══ TEXT SHOWN

The Australian plate (or Indo-Australian plate) and Antarctic plate boundary is an active divergent boundary known as the Southeast Indian Ridge. The Southeast Indian Ridge ranges approximately 2000 kilometers across the southern region of the Indian Ocean. The Southeast Indian Ridge has a complex driving force which is due to the interaction of the Amsterdam-St. Paul Plateau, a developed hot spot in the western portion of the Southeast Indian Ridge, and the mid-oceanic ridge (MOR). The Amsterdam-St. Paul Plateau along with the Southeast Indian Ridge produce new oceanic crust further separating the Indo-Australian and Antarctic plates at an intermediate tectonic rate of 65 mm/yr.

=== Pacific plate and Antarctic plate boundary ===

The Pacific–Antarctic plate boundary is another active divergent boundary known as the Pacific–Antarctic Ridge (PAR). The Pacific–Antarctic Ridge is the southwest region of the East Pacific Rise, the mid-oceanic ridge located at the base of the Pacific Ocean. The PAR is divergent boundary driven by the interaction of a MOR and deep mantle plumes located in the eastern portion of the East Pacific Rise. These deep mantle plumes however, have given the Pacific plate a left lateral force vector creating a transform boundary in the western Pacific–Antarctic plate boundary in the vicinity of the Macquarie triple junction, forming the Emerald Fracture Zone.

=== Australian plate and Pacific plate boundary ===

The Australian plate (previous to 3 million years ago the Indo-Australian plate) and Pacific plate boundary is the most complex boundary of the Macquarie triple junction region, due to the unique collision of the two plates creating two convergent boundaries separated by a transform boundary. There is increasing evidence that the last 6.4 million years of this evolution at the triple junction has been associated with the creation of a separate microplate, the Macquarie plate. The assumption in models of this microplate's existence not only allows a much better fit to historic data relevant to the triple junction, it fits with more recent data for what was an understudied area at the time this triple junction's evolution was first studied.

The Puysegur Trench, which includes the Fjord Trench, is the southern region of the boundary closest to the Macquarie triple junction. The Puysegur Trench formed as the Australian plate subducted beneath the Pacific plate. The Puysegur Trench ranges approximately 800 kilometers in length, from the most southern tip of the New Zealand Islands to the Macquarie triple junction. The Puysegur Trench makes contact with the Macquarie Fault Zone, which is associated with the Alpine Fault. The Alpine Fault is the right-lateral transform fault boundary separating the Puysegur Trench and the northern Kermadec Trench. The Alpine Fault runs through the majority of the southern island of New Zealand and is associated with New Zealand's frequent and intense earthquake history. The last major region of the Australian–Pacific plate boundary is the Kermadec–Tonga subduction zone at which the Pacific plate is subducted beneath the Australian plate, in opposition of the Puysegur Trench. This convergent boundary has a rate of subduction of approximately 5.5-7.4 cm/yr.

════

Transcribe the part of the plate boundaries text that opens with the words containing "The Pacific–Antarctic plate" and closes with "Emerald Fracture Zone.".

══ RECORDS

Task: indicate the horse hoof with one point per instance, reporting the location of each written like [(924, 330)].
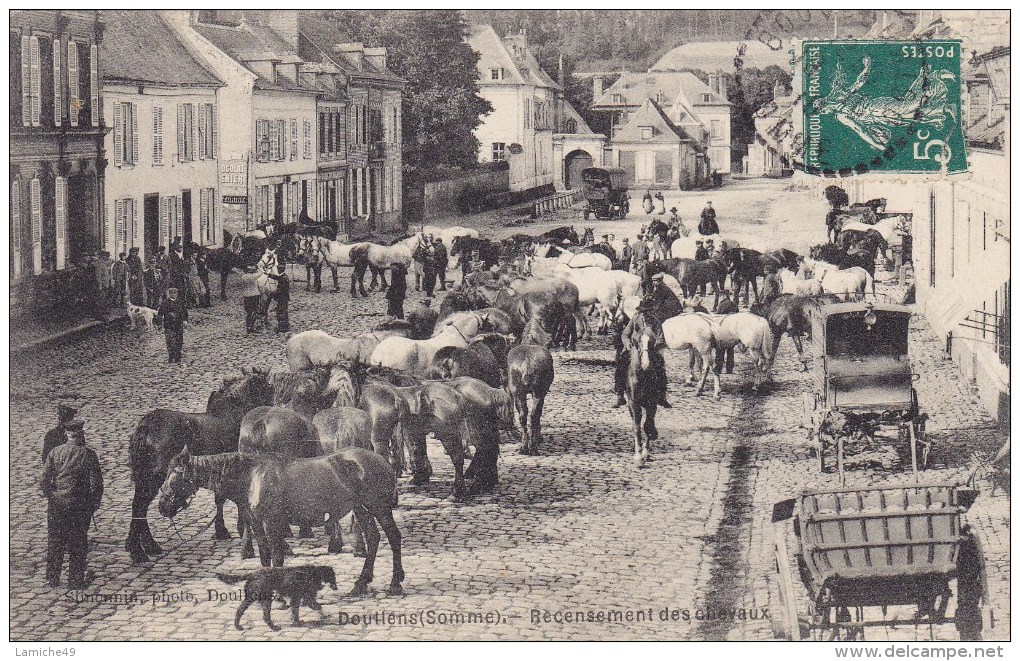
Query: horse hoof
[(139, 557)]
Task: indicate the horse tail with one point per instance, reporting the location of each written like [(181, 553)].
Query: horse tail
[(235, 578)]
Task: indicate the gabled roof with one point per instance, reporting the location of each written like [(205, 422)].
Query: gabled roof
[(320, 36), (650, 114), (253, 42), (633, 88), (141, 47), (522, 68)]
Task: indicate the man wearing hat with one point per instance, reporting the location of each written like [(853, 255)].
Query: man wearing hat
[(72, 484), (701, 254), (725, 305), (645, 320), (56, 436), (708, 225), (422, 320), (173, 315)]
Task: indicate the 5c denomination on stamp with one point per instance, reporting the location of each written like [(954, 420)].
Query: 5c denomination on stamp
[(882, 106)]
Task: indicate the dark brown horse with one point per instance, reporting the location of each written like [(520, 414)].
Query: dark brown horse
[(644, 390), (162, 434), (530, 371), (273, 492)]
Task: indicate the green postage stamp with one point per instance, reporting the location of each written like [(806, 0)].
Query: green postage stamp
[(890, 106)]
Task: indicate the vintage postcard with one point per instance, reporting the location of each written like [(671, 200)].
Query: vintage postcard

════

**SOLUTION FOR THIS EXERCISE:**
The Pacific–Antarctic plate boundary is another active divergent boundary known as the Pacific–Antarctic Ridge (PAR). The Pacific–Antarctic Ridge is the southwest region of the East Pacific Rise, the mid-oceanic ridge located at the base of the Pacific Ocean. The PAR is divergent boundary driven by the interaction of a MOR and deep mantle plumes located in the eastern portion of the East Pacific Rise. These deep mantle plumes however, have given the Pacific plate a left lateral force vector creating a transform boundary in the western Pacific–Antarctic plate boundary in the vicinity of the Macquarie triple junction, forming the Emerald Fracture Zone.